▶ [Entries from a pointing dataset]
──────────────────────────────

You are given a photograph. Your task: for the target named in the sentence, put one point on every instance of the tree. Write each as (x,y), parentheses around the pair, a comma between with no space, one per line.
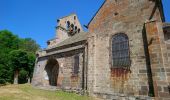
(18,61)
(17,56)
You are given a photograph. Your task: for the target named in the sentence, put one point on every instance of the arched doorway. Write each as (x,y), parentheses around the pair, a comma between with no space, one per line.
(52,69)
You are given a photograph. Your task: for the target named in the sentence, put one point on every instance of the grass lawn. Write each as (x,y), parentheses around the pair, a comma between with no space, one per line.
(27,92)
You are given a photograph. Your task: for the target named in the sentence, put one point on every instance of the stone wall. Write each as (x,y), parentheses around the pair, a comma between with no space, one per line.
(66,78)
(120,16)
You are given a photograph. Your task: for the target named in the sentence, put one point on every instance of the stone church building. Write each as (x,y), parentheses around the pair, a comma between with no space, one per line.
(125,55)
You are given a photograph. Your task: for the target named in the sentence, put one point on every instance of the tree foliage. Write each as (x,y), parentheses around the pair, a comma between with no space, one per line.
(16,53)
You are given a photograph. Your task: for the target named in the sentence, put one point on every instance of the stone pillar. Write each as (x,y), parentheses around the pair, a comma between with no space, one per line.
(158,58)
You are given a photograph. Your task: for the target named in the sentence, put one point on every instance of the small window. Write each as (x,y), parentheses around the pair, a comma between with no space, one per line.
(120,51)
(78,30)
(167,34)
(76,65)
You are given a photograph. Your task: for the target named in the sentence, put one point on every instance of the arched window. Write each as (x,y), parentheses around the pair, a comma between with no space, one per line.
(68,25)
(120,51)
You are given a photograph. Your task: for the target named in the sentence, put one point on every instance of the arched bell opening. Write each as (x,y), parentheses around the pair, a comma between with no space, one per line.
(52,69)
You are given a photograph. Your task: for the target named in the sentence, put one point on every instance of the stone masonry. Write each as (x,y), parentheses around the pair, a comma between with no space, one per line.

──────────────────────────────

▶ [The problem]
Begin with the line that contains "the arched bell" and quote each line after it exactly, stopping after the last line of the data.

▶ [Worked solution]
You are given a photograph. Your task: for the target named in the sentence, put one point on every instance of the arched bell opening. Write each as (x,y), parentheses around the pair, a comma between with no space, one per line.
(52,69)
You are given a photograph. Your task: for the target named in the sentence, put one point on every instance of the stone masonry. Write each as (x,y), parentheses around the pair, a comma between with no space, one per line.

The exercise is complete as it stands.